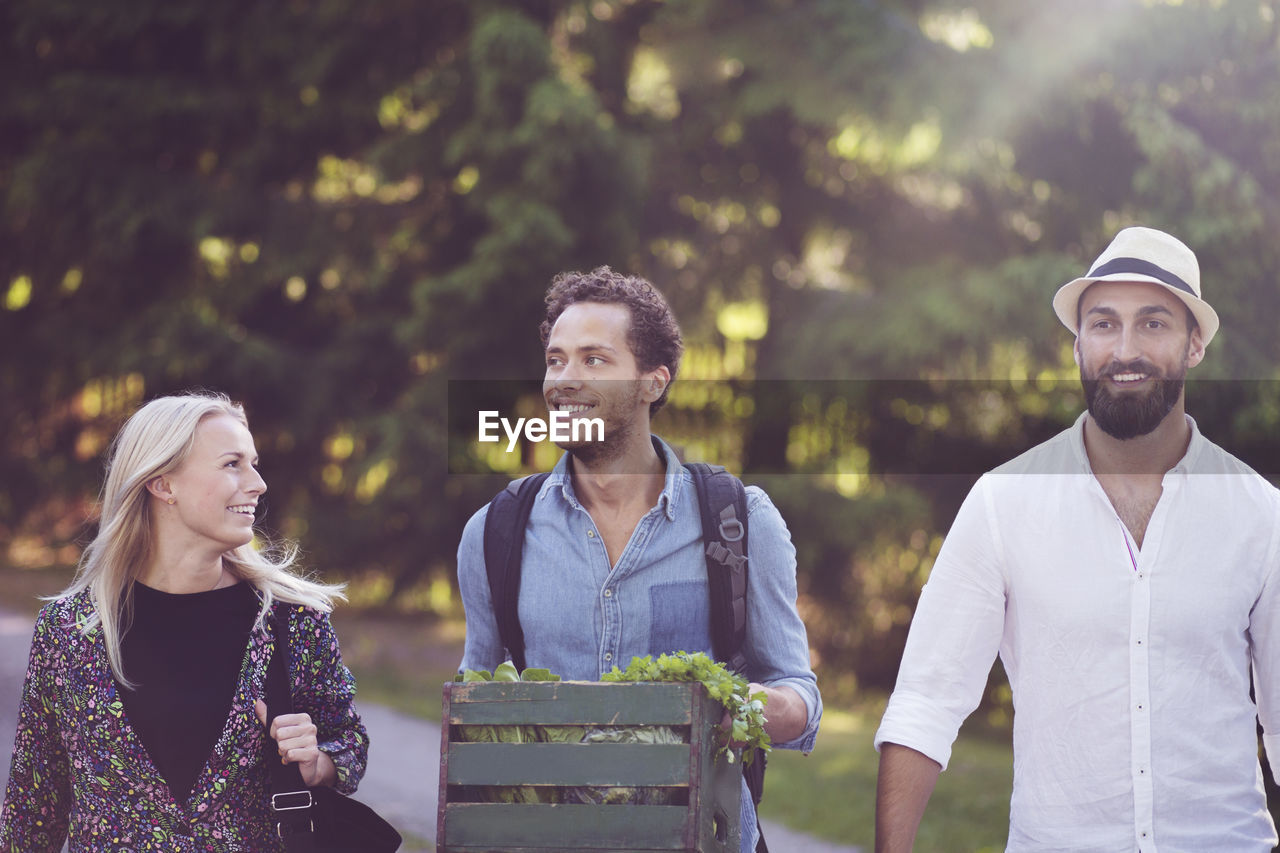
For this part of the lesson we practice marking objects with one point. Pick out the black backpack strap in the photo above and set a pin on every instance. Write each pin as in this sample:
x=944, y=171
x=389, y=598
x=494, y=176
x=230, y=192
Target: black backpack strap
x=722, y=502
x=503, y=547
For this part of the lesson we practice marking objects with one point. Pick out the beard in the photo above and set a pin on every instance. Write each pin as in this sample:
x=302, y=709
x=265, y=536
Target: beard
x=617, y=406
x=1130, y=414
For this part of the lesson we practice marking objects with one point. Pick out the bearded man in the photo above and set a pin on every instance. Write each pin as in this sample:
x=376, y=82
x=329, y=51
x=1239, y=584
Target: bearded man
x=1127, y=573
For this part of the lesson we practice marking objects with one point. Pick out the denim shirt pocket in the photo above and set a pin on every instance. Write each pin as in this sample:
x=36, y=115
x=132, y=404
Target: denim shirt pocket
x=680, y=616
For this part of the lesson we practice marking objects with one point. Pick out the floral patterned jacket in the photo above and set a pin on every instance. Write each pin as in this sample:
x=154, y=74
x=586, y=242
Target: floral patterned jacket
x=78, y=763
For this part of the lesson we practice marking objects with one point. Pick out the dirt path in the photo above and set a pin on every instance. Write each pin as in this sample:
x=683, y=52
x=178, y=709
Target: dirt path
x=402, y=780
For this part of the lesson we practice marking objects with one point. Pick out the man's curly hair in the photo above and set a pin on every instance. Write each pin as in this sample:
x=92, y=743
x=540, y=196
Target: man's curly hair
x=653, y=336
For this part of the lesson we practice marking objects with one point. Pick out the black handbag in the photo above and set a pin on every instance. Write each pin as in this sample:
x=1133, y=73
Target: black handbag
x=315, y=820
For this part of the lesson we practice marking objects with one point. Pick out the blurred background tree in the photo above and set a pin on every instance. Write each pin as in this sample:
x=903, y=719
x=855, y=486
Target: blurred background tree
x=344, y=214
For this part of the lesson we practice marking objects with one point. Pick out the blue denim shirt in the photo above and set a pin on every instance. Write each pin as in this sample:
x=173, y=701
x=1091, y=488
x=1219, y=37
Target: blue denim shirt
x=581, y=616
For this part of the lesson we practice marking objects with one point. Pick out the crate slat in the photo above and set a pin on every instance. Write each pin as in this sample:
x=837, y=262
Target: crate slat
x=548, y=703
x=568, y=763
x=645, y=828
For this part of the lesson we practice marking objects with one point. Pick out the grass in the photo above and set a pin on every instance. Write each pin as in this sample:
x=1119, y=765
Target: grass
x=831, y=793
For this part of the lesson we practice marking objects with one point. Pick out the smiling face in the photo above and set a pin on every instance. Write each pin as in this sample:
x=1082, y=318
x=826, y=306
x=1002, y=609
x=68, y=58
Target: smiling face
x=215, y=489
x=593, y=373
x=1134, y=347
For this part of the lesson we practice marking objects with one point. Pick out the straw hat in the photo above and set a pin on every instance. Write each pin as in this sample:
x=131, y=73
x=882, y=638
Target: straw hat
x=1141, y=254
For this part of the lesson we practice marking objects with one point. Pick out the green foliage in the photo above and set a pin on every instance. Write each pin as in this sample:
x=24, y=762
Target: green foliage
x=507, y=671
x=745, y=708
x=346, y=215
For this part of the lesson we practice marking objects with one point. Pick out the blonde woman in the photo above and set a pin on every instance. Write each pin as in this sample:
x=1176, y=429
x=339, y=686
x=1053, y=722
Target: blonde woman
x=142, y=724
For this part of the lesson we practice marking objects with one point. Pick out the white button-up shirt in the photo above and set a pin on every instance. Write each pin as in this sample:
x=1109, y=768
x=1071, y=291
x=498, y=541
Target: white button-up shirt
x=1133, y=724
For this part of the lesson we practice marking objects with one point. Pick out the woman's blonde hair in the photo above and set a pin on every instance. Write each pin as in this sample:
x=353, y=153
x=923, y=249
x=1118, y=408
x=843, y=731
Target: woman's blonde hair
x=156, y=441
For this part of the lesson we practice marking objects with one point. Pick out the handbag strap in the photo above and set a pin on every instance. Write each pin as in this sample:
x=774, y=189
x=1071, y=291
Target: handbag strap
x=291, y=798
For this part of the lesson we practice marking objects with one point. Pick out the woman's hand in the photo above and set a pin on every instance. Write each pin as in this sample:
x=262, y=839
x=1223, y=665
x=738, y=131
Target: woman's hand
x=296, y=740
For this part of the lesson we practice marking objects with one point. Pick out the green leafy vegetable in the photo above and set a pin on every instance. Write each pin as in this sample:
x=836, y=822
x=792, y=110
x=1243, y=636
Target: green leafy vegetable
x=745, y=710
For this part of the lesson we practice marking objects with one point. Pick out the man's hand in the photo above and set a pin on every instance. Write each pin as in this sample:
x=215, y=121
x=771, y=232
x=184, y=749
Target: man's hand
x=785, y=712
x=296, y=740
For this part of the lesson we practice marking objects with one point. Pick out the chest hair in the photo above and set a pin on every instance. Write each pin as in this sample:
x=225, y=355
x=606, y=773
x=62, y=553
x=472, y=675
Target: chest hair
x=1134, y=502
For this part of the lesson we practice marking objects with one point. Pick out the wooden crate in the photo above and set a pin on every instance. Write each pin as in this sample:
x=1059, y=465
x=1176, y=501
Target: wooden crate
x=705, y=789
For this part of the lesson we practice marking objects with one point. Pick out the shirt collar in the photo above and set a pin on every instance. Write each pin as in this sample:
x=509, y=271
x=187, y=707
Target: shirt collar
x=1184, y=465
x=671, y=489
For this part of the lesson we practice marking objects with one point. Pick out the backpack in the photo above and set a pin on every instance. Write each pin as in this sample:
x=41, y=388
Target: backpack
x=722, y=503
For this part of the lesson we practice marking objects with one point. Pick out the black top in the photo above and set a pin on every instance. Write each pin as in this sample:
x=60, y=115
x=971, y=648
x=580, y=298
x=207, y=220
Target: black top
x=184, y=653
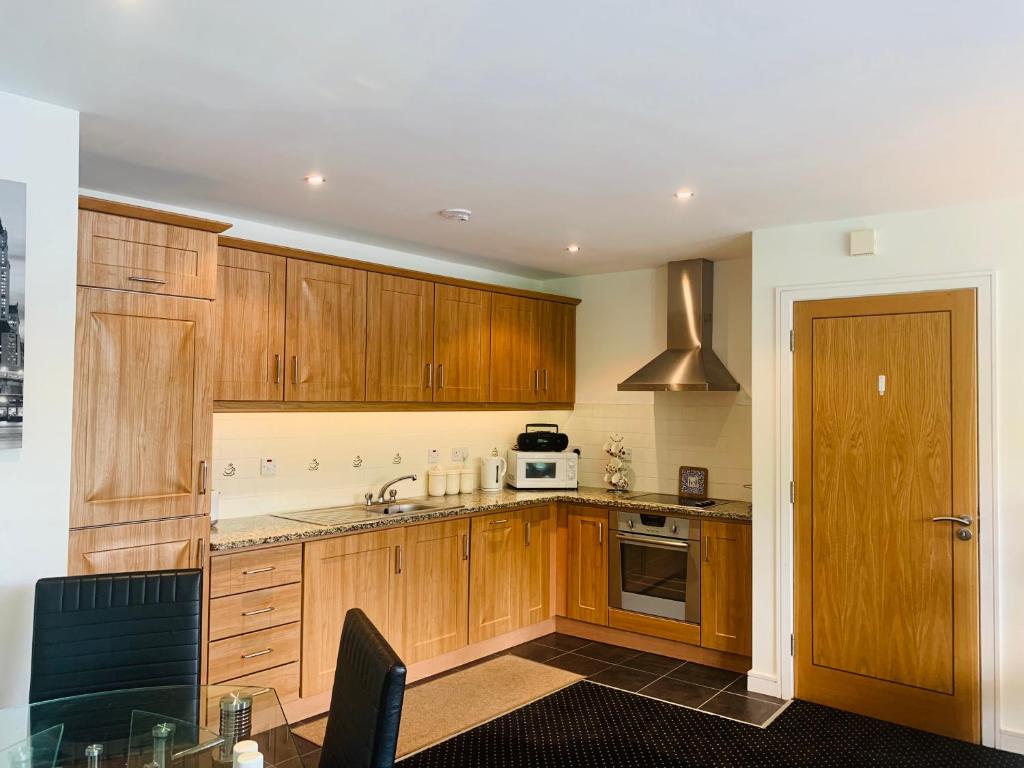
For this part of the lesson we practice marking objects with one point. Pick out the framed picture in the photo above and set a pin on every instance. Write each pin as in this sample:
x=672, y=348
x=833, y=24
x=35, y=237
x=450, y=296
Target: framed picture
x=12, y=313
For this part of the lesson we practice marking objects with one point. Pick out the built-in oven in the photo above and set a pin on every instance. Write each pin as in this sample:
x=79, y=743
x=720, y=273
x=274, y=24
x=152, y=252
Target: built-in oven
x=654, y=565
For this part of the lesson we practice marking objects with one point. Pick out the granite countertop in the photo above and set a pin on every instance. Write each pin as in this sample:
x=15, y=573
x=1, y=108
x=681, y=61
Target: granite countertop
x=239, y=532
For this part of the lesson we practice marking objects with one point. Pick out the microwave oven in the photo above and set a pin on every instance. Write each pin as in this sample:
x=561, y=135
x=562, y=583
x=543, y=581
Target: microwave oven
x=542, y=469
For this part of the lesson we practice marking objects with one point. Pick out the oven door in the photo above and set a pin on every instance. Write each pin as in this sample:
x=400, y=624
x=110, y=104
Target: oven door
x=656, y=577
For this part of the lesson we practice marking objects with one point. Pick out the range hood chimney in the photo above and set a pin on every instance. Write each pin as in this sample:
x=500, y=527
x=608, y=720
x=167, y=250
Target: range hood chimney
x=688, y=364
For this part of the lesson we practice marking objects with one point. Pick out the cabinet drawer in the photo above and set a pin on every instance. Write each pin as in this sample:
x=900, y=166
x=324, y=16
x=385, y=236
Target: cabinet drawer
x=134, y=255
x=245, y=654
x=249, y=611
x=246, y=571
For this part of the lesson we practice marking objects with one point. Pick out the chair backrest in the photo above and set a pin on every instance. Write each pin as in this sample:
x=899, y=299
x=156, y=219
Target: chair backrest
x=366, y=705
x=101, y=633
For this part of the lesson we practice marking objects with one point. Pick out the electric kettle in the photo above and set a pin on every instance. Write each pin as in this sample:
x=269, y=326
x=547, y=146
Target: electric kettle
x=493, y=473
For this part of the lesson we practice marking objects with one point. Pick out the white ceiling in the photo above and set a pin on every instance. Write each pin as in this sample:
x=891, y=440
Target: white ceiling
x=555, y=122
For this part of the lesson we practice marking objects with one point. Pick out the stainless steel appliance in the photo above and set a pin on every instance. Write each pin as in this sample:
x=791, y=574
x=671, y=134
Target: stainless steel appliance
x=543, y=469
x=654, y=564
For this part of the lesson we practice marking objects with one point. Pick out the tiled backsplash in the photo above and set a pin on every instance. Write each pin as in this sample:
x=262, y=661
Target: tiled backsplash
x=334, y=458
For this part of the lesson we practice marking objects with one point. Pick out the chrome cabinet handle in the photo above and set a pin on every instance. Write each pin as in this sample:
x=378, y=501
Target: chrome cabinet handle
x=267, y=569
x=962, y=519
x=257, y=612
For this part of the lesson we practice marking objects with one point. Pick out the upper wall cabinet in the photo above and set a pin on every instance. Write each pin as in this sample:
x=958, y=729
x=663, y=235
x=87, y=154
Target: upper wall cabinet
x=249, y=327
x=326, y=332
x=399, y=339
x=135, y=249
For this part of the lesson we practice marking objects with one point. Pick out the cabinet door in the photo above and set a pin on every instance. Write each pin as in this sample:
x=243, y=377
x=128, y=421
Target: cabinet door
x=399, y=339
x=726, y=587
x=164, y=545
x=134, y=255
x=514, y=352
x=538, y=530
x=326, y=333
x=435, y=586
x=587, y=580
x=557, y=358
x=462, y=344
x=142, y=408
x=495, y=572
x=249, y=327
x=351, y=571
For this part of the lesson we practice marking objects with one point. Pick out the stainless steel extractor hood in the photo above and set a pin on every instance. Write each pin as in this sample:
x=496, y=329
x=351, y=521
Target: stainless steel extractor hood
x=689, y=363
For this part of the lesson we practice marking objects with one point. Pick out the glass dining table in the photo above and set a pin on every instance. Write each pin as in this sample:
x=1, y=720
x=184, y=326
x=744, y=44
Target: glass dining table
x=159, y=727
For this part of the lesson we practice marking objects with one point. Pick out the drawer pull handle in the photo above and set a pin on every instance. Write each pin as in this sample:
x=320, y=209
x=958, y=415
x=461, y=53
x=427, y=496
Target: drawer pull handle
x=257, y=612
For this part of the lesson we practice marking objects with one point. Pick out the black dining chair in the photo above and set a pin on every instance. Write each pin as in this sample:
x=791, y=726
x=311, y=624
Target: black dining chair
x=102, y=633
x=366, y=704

━━━━━━━━━━━━━━━━━━━━━━━━━━━━━━

Work to do: Print the records above from their start through the line that contains "x=680, y=616", copying each line word for word and leaving out the pictures.

Final result:
For this part of the lesson we practice marking objects with one point. Pick out the black backpack strap in the photo above and set a pin on every instance. Write each pin as in this sample:
x=944, y=171
x=389, y=598
x=494, y=176
x=230, y=192
Target: black backpack strap
x=722, y=502
x=503, y=547
For this part of the lesson we practice marking objects with one point. Pick out the beard in the photo above and set a pin on every instance. Write each pin as in this sample:
x=302, y=709
x=265, y=536
Target: beard
x=617, y=406
x=1130, y=414
For this part of the lesson we practice marking objects with one point. Pick out the bearded man in the photo above and set a pin on every instance. Write each pin as in this sample:
x=376, y=82
x=329, y=51
x=1239, y=584
Target: bearded man
x=1127, y=573
For this part of the lesson we practice marking objects with one point. Pick out the denim shirt pocket in the photo above and set a pin on every instance. Write each pin as in this sample:
x=36, y=115
x=132, y=404
Target: denim shirt pocket
x=680, y=616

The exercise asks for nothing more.